*TESTO FORNITO*
════════════════════
Nomi nuovi? Pochi, pochissimi. La sofferenza di uno dei prodotti di punta del Belpaese, la cucina, è sotto gli occhi di tutti. Gli chef di fama sono sempre gli stessi, e agli altri non resta che la fame. Di notorietà, ma anche di qualche cliente in più.
Perciò uno chef può anche essere bravo, ma poi si trova a scontrarsi con un territorio difficile, come magari l’Umbria, con un pubblico conservatore e con qualche altro ostacolo di comunicazione. Ovvero, gli ispettori delle guide che non si fanno vedere spesso al ristorante. Eppure Marco Lucentini è un cuoco di talento e anche un ristoratore bravo a tirare la cinghia senza compromettere la qualità delle materie prime utilizzate. Il suo locale si chiama Cantina De Corvi e si trova nascosto fra i viottoli di Spoleto, non proprio la capitale della comunità gastronomica.
════════════════════
*SERIE DI ESERCIZI*
1. Secondo il testo fornito, dove si trova il locale di Marco Lucentini?
2. Per ciascuna affermazione indica se concorda con il testo fornito, rispondendo sì o no e citando le parole del testo che lo stabiliscono: (a) gli chef famosi cambiano spesso; (b) il locale di Marco Lucentini si chiama Cantina De Corvi; (c) Marco Lucentini risparmia sulla qualità delle materie prime.
3. Riprendi il testo sulla cucina italiana e su Marco Lucentini dal punto in cui termina.

*ESTRATTO DEI DATI*
════════════════════
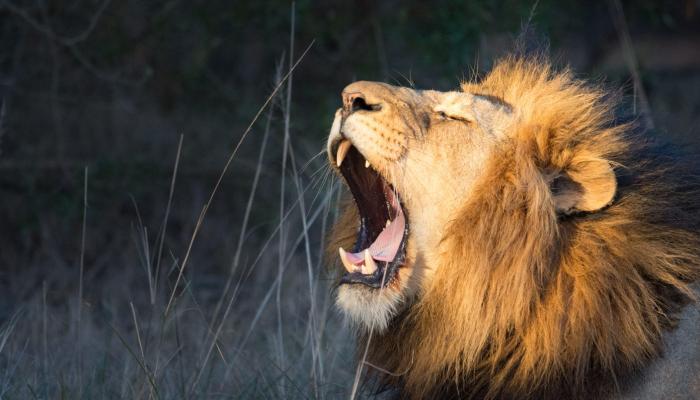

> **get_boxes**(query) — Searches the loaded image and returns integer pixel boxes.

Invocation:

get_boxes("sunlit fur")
════════════════════
*RISULTATI PER ESERCIZIO*
1. Nascosto fra i viottoli di Spoleto.

2.
(a) No: "Gli chef di fama sono sempre gli stessi".
(b) Sì: "Il suo locale si chiama Cantina De Corvi".
(c) No: "bravo a tirare la cinghia senza compromettere la qualità delle materie prime utilizzate".

3.
Il ristorante è semplice, gode di un’atmosfera familiare come fosse una taverna di qualche decennio fa. Spoleto è una cittadina piuttosto elegante, si accende come un fuoco di artificio solo per due settimane l’anno, quando, d’estate, arriva il Festival dei due mondi e quando, a giugno, si svolge l’evento “Vini nel mondo”. Per il resto è sonnolenta e chiusa come succede in tanti piccoli paesi del centro Italia. Chiusa abbastanza da non essere troppo interessata alle idee in fatto di innovazione culinaria. Neanche se a proporle è uno degli allievi più dotati di Gianfranco Vissani. Lucentini è tornato a Spoleto, sua città natale, dopo tanti anni di peregrinazioni a scottarsi le dita sui fornelli di mezzo mondo, al fianco di Vissani o nelle crociere o negli alberghi dell’Arabia Saudita.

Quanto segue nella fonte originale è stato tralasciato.